- [WHAT THE TASK ASKS]: Reproduce every line of the records below verbatim, but leave the picture out.

--- RECORDS SHOWN ---

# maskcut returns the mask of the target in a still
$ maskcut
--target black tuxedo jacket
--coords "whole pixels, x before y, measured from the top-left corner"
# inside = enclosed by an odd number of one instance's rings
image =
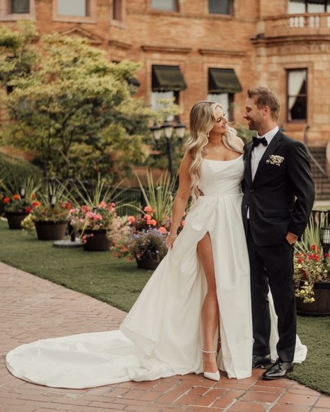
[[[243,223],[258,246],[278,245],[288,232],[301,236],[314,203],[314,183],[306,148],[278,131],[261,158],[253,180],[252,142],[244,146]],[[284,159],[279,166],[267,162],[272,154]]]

---

- [EXPECTED ANSWER]:
# maskcut returns the mask of the target in a still
$ maskcut
--target black tuxedo jacket
--coords "whole pixels, x before y, measured from the top-left corner"
# inside = enclosed by an odd number of one instance's rings
image =
[[[243,223],[258,246],[278,245],[288,232],[301,236],[314,203],[314,183],[306,148],[278,131],[261,158],[253,180],[252,142],[244,146]],[[284,159],[279,166],[267,162],[272,154]]]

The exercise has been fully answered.